Stored entries
■ ■ ■ ■ ■

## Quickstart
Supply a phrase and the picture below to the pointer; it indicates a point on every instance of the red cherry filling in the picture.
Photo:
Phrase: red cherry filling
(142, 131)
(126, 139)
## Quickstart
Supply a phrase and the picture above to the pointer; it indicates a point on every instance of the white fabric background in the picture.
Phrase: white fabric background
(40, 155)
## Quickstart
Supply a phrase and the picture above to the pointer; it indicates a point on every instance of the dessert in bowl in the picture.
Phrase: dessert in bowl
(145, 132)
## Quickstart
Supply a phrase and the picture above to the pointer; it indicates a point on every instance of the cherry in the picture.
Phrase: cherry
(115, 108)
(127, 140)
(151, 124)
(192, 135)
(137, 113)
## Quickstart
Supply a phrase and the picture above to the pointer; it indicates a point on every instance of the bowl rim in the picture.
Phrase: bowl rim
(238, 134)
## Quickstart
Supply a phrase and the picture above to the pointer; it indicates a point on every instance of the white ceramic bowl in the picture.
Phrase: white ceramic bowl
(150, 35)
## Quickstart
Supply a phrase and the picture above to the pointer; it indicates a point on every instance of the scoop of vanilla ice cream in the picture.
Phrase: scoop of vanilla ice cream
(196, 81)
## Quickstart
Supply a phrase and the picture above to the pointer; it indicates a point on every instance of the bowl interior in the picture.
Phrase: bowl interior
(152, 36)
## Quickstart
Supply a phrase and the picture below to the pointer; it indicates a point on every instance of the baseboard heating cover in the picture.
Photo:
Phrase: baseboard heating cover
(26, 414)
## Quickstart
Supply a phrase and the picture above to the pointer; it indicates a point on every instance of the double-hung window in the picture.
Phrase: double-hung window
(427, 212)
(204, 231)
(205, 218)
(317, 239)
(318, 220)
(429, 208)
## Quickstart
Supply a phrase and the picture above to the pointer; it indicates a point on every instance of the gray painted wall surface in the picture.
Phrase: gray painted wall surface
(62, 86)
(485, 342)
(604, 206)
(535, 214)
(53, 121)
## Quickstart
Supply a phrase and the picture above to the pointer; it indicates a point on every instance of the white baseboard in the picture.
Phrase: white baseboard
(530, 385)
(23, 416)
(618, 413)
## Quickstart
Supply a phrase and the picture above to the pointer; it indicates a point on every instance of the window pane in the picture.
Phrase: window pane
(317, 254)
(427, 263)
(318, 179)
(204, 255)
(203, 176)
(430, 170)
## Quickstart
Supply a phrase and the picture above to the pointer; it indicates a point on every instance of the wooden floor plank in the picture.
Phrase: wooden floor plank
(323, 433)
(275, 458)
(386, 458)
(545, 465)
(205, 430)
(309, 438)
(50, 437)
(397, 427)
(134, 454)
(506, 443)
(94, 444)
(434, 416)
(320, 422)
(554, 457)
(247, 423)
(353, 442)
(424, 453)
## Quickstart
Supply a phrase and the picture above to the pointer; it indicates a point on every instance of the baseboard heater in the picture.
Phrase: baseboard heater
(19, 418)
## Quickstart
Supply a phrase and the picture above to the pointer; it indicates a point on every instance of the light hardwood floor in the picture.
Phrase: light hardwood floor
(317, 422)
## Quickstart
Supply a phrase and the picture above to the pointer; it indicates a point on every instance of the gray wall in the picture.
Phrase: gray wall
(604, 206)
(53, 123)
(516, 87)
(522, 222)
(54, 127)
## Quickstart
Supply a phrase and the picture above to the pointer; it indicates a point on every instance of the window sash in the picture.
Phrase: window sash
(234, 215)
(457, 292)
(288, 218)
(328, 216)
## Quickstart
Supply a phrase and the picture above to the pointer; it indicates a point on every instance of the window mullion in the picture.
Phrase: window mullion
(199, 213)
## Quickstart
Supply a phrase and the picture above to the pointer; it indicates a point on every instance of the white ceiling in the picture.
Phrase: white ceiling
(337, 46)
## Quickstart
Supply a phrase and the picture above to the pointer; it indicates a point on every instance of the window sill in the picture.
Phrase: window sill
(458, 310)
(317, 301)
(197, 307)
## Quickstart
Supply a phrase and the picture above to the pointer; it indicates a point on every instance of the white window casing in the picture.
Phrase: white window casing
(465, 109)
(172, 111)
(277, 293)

■ ■ ■ ■ ■

Using the listing above, please repeat every entry exactly.

**Solution:**
## Quickstart
Supply a phrase and the picture below to the pointer; it indicates a point on every instance of the red cherry filling in the picture.
Photo:
Phrase: red cherry filling
(142, 131)
(126, 139)
## Quickstart
Supply a phrase and the picture above to the pointer; it indicates a point on every instance of the white fabric background in the picture.
Phrase: white fabric background
(40, 155)
## Quickstart
Supply a phrase and the picture above to the pointer; it indicates a point on every instance of the dessert in bowl in the picture.
Phrase: dessert in bowl
(145, 132)
## Quickstart
Supply a phrase and the picture above to the pointer; it indicates a point on every instance of the cherry in the picture.
Phrase: cherry
(115, 108)
(127, 140)
(151, 124)
(192, 135)
(137, 113)
## Quickstart
Supply a phrase and the picture above to the pointer; it indicates a point on every instance of the bowl rim in the picture.
Phrase: bowl rim
(238, 134)
## Quickstart
Supply a phrase and the picture above to the pointer; it indicates a point on every instance of the white ceramic bowl in the picture.
Phrase: white ceramic bowl
(150, 35)
## Quickstart
Supply a phrase and the picture above to the pointer; it indicates a point on every instance of the scoop of vanilla ice cream in the picture.
Phrase: scoop of vanilla ice cream
(196, 81)
## Quickstart
Supply a phrase and the picture above to the pointer; it indicates a point on every instance of the bowl interior in the picture.
Phrase: bowl interior
(152, 36)
## Quickstart
Supply a phrase and the picture below to the pointer; it indicates a point on every instance of the baseboard heating cover in the picture.
Photo:
Phrase: baseboard heating cover
(26, 414)
## Quickstart
Supply a phrase and the picture above to the pointer; it indicates a point on every instance of the double-hung window in the picture.
Phrase: double-hung window
(427, 212)
(204, 231)
(205, 218)
(317, 239)
(318, 220)
(429, 208)
## Quickstart
Supply a phrase and the picture above to the pointer; it indicates a point on every instance of the gray painted wall surface in the picture.
Phrase: gray painted wall surface
(62, 86)
(485, 342)
(604, 206)
(535, 214)
(53, 121)
## Quickstart
Supply a phrase and the picture above to the pointer; it indicates a point on every instance of the white baseboard in the picture.
Phrase: white baseboard
(530, 385)
(23, 416)
(618, 413)
## Quickstart
Supply a phrase and the picture above to the pointer; it indicates a point on every instance of the window pane in the picture.
Phrase: window pane
(317, 254)
(427, 263)
(318, 179)
(204, 255)
(203, 176)
(430, 170)
## Quickstart
Supply a phrase and the picture above to the pointer; it indicates a point on every instance of the wooden floor plank in the picture.
Phrase: wooden floor plank
(323, 433)
(275, 458)
(386, 458)
(545, 465)
(205, 430)
(309, 438)
(50, 437)
(397, 427)
(134, 454)
(506, 443)
(94, 444)
(434, 416)
(320, 422)
(554, 457)
(247, 423)
(353, 442)
(424, 453)
## Quickstart
Supply a phrase and the picture above to the pointer; it indicates a point on every instance of the baseboard heater in the picture.
Phrase: baseboard heater
(19, 418)
## Quickstart
Supply a phrase and the picture above to the pointer; it indicates a point on every instance of the light hardwood floor in the picture.
Phrase: light hardwood floor
(317, 422)
## Quickstart
Supply a phrase and the picture above to the pointer; it indicates a point on every instance of the gray wall in the picture.
Phrase: gray wall
(604, 206)
(53, 123)
(516, 87)
(522, 222)
(54, 127)
## Quickstart
Supply a phrase and the picture above to the pointer; it indicates a point on every instance of the window sash in the picture.
Phrase: window sash
(234, 215)
(457, 292)
(288, 218)
(328, 216)
## Quickstart
Supply a phrase and the picture above to the pointer; it indicates a point on every instance of the window mullion in the picture.
Phrase: window mullion
(199, 213)
## Quickstart
Supply a phrase and the picture above to the pointer; it indicates a point on every instance of the white ceiling in the picture.
Phrase: white ceiling
(337, 46)
## Quickstart
Supply a phrase and the picture above to the pointer; it indicates a point on every instance of the window sill in the picture.
Phrase: window sill
(458, 310)
(317, 301)
(197, 307)
## Quickstart
Supply a phrase and the picture above to the pointer; it indicates a point on every instance of the white window casing in the picture.
Phrase: white window casing
(465, 109)
(172, 111)
(277, 293)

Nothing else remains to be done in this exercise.